HAHAHA! Do a lot fo strange unexplainable things happen to me? You can't even imagine! My life has been extremely bizarre! Both unexplainably horrible things and unexplainably magical things. I'm absoloutly serious about that btw!

Anyway, my type of game... I am doing "Rules of the Game" by Neil Strauss. I am on Day 13, I got stalled though. I was progressing really well through the book, then got sick and couldn't do it for a couple weeks, then I started again, some other bad stuff happened and I had to stop again. So I've progressed one or two days in the book since I got sick months ago. But I continue to APPROACH almost daily now to keep up what skills I have gained.

My game style I would say has been indirect up til now, (as that's what the book calls for to the point I am at) I am an introvert forsure, very stuck in my head a lot of the time. I was extremely shy, still am, but getting better. Girls liked me, but I never had a girlfriend til I was 30 years old! I'm almost 32 now and it took A LOT of work to get to that point. I use to be so nervos about girls that when I was even 25, if I was walking and saw a girl I would literally have to change my path so I didn't have to pass her. because the anxiety of being in proximity to a mildly attractive girl was so uncomfortable (No, I'm not gay, lol had extreme phobia) I have a girlfriend now for just over a month, but I have to keep sarging because I can see the bigger picture of self improvment, and I also need the relationship to continue for experience points. Since I have almost no relationship experience in my life. My one other gf lasted about a month, but I have more knowledge and skill this time around. I still struggle to trust people early on, and get out of my shell. The new one says I'm very mysterious, which is good I guess, I'm not even really trying to be.

▸ Task to complete
Please copy the dating post, everything from "HAHAHA! Do a" down to "about that btw!", substituting "unusual" for "bizarre".

▸ Listing
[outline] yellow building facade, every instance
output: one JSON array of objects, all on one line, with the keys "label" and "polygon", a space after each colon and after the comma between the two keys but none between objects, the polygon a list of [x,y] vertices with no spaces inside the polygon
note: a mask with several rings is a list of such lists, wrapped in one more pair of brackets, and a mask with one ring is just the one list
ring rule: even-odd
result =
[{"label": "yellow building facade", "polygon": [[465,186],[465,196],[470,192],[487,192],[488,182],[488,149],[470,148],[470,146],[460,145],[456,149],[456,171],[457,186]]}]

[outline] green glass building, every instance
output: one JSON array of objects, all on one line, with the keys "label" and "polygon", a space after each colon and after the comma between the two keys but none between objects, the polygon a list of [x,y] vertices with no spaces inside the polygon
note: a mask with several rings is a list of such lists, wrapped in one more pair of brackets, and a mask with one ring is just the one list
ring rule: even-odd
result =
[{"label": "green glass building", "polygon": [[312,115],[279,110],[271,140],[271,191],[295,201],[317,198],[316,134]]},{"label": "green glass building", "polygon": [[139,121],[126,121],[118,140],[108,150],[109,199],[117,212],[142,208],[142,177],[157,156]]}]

==

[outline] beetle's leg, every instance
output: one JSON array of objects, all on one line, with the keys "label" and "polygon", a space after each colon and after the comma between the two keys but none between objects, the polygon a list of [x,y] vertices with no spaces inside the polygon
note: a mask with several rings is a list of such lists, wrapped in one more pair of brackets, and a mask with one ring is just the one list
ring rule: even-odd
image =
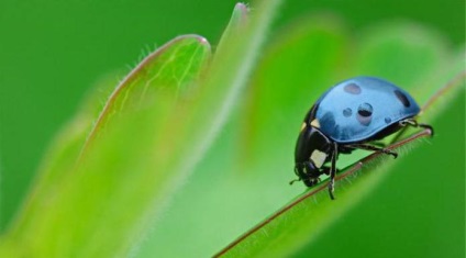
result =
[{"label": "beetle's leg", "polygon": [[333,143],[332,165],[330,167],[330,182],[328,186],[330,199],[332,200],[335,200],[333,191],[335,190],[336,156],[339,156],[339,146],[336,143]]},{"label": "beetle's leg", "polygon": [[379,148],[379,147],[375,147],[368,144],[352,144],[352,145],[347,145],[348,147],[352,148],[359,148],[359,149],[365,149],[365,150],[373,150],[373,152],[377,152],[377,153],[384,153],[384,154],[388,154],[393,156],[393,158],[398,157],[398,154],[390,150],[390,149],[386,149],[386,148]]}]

▸ Output for this exercise
HAHAHA! Do a lot fo strange unexplainable things happen to me? You can't even imagine! My life has been extremely unusual! Both unexplainably horrible things and unexplainably magical things. I'm absoloutly serious about that btw!